▶ [What the exercise asks]: Rewrite every line of the items below as a Markdown table with the columns "Row" and "Line", numbering the rows and skipping blank lines. Leave the pictures out of the table.

======== Provided data

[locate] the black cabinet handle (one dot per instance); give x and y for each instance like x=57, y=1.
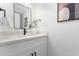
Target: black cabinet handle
x=31, y=54
x=35, y=53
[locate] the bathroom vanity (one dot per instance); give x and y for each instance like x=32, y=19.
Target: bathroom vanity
x=27, y=45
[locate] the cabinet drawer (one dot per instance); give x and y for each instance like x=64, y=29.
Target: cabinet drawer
x=17, y=48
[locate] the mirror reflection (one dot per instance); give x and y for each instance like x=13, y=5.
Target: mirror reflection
x=22, y=15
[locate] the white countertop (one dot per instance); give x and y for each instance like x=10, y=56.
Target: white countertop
x=15, y=39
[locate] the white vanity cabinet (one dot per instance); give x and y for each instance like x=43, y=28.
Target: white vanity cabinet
x=36, y=46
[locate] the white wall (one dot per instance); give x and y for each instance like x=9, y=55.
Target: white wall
x=63, y=37
x=4, y=31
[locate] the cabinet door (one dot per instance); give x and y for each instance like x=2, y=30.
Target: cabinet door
x=41, y=50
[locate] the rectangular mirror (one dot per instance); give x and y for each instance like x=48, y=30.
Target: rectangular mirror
x=22, y=16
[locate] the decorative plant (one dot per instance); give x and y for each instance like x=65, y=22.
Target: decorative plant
x=35, y=23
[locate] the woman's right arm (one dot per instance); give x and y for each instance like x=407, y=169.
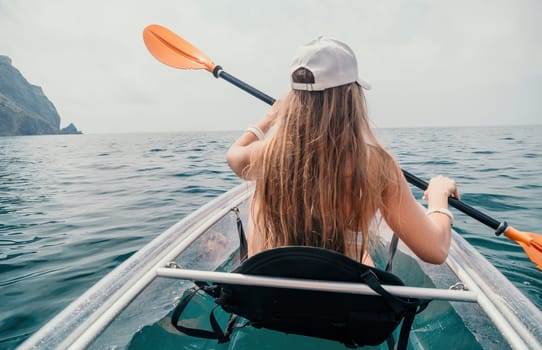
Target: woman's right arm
x=428, y=236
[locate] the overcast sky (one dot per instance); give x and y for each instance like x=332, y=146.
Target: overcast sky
x=431, y=63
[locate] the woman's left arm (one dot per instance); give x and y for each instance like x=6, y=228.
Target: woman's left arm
x=240, y=153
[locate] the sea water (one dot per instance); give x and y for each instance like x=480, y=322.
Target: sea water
x=73, y=207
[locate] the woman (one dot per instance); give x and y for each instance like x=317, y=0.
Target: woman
x=322, y=176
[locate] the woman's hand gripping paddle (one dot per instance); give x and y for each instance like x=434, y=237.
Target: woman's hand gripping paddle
x=530, y=242
x=170, y=49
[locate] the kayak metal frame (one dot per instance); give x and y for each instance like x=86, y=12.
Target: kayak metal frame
x=325, y=286
x=79, y=324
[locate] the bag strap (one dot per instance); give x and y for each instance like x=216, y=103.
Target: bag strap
x=243, y=246
x=391, y=252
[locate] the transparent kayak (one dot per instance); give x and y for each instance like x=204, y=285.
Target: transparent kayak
x=474, y=306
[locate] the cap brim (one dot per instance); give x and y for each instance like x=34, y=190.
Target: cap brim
x=363, y=83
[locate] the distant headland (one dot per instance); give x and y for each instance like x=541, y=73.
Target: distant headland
x=24, y=108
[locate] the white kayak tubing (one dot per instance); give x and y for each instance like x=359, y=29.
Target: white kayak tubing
x=327, y=286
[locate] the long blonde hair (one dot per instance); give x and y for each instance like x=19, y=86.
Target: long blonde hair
x=313, y=183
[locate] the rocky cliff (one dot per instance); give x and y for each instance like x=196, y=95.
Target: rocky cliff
x=24, y=108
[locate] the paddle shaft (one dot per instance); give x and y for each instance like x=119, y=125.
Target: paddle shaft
x=218, y=72
x=499, y=227
x=465, y=208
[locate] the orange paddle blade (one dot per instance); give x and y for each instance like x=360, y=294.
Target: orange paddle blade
x=530, y=242
x=168, y=48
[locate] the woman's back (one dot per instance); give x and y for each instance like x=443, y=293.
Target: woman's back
x=322, y=176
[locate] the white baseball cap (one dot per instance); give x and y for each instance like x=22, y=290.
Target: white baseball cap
x=332, y=63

================

▶ [Solution to this task]:
| Row | Line |
|---|---|
| 1 | [locate] the black cabinet handle (one dot per instance); give x and y for each instance like x=57, y=1. |
| 2 | Target: black cabinet handle |
| 3 | x=31, y=54 |
| 4 | x=35, y=53 |
| 5 | [locate] the bathroom vanity (one dot per instance); give x and y for each instance like x=32, y=19. |
| 6 | Target: bathroom vanity |
| 7 | x=27, y=45 |
| 8 | [locate] the cabinet drawer (one dot per instance); give x and y for each instance like x=64, y=29. |
| 9 | Target: cabinet drawer |
| 10 | x=17, y=48 |
| 11 | [locate] the mirror reflection (one dot per instance); give x and y for each instance like x=13, y=5. |
| 12 | Target: mirror reflection |
| 13 | x=22, y=15 |
| 14 | [locate] the white countertop (one dot per instance); give x and y for each instance like x=10, y=56. |
| 15 | Target: white countertop |
| 16 | x=15, y=39 |
| 17 | [locate] the white vanity cabinet (one dot per instance); give x and y for each instance like x=43, y=28. |
| 18 | Target: white vanity cabinet |
| 19 | x=36, y=46 |
| 20 | [locate] the white wall (one dot per instance); give x and y for each instance like x=9, y=55. |
| 21 | Target: white wall |
| 22 | x=63, y=37 |
| 23 | x=4, y=31 |
| 24 | [locate] the cabinet door (one dot per instance); give x and y for each instance like x=2, y=30. |
| 25 | Target: cabinet door |
| 26 | x=41, y=50 |
| 27 | [locate] the rectangular mirror (one dot per instance); give x and y for each instance like x=48, y=30. |
| 28 | Target: rectangular mirror |
| 29 | x=22, y=16 |
| 30 | [locate] the decorative plant (one dot per instance); give x and y for each instance like x=65, y=22. |
| 31 | Target: decorative plant |
| 32 | x=35, y=23 |
| 33 | [locate] the woman's right arm (one dot per instance); give x and y for each instance like x=407, y=169. |
| 34 | Target: woman's right arm |
| 35 | x=428, y=236 |
| 36 | [locate] the overcast sky (one dot per instance); give x and y for each instance like x=332, y=146. |
| 37 | Target: overcast sky |
| 38 | x=431, y=63 |
| 39 | [locate] the woman's left arm (one dot per instance); give x and y for each instance like x=6, y=228. |
| 40 | Target: woman's left arm |
| 41 | x=240, y=153 |
| 42 | [locate] the sea water (one dot per instance); give x and y for each instance like x=480, y=322. |
| 43 | Target: sea water |
| 44 | x=73, y=207 |
| 45 | [locate] the woman (one dot per instance); give x and y for each instance like x=317, y=0. |
| 46 | Target: woman |
| 47 | x=322, y=176 |
| 48 | [locate] the woman's hand gripping paddle (one dot per instance); give x and y for each instance like x=434, y=237. |
| 49 | Target: woman's hand gripping paddle |
| 50 | x=530, y=242 |
| 51 | x=170, y=49 |
| 52 | [locate] the kayak metal frame (one dot per instance); give x and y for each instance like x=86, y=12. |
| 53 | Target: kayak metal frame |
| 54 | x=325, y=286 |
| 55 | x=79, y=324 |
| 56 | [locate] the bag strap (one dot per instance); give x and y for each instance like x=216, y=103. |
| 57 | Target: bag strap |
| 58 | x=243, y=246 |
| 59 | x=391, y=252 |
| 60 | [locate] the transparent kayak (one dot per instance); give x and y for each instance like x=204, y=285. |
| 61 | Target: transparent kayak |
| 62 | x=474, y=306 |
| 63 | [locate] the cap brim (one dot per instance); give x and y for each instance like x=34, y=190. |
| 64 | Target: cap brim |
| 65 | x=363, y=83 |
| 66 | [locate] the distant headland (one dot per instance); give x and y for each instance like x=541, y=73. |
| 67 | Target: distant headland |
| 68 | x=24, y=108 |
| 69 | [locate] the white kayak tubing (one dot per instance); give x and y for each instance like x=359, y=29. |
| 70 | Target: white kayak tubing |
| 71 | x=327, y=286 |
| 72 | [locate] the long blonde hair (one dot per instance); give x and y for each instance like x=19, y=86. |
| 73 | Target: long blonde hair |
| 74 | x=313, y=183 |
| 75 | [locate] the rocky cliff (one dot per instance); give x and y for each instance like x=196, y=95. |
| 76 | Target: rocky cliff |
| 77 | x=24, y=108 |
| 78 | [locate] the paddle shaft (one dot per instance); give x and y for each instance like x=119, y=125. |
| 79 | Target: paddle shaft |
| 80 | x=218, y=72 |
| 81 | x=499, y=227 |
| 82 | x=465, y=208 |
| 83 | [locate] the orange paddle blade (one dot per instance); give x and y for each instance like x=360, y=294. |
| 84 | Target: orange paddle blade |
| 85 | x=530, y=242 |
| 86 | x=168, y=48 |
| 87 | [locate] the woman's back (one dot per instance); give x and y for each instance like x=443, y=293. |
| 88 | Target: woman's back |
| 89 | x=322, y=176 |
| 90 | [locate] the white baseball cap (one dot per instance); give x and y for each instance like x=22, y=290. |
| 91 | Target: white baseball cap |
| 92 | x=332, y=63 |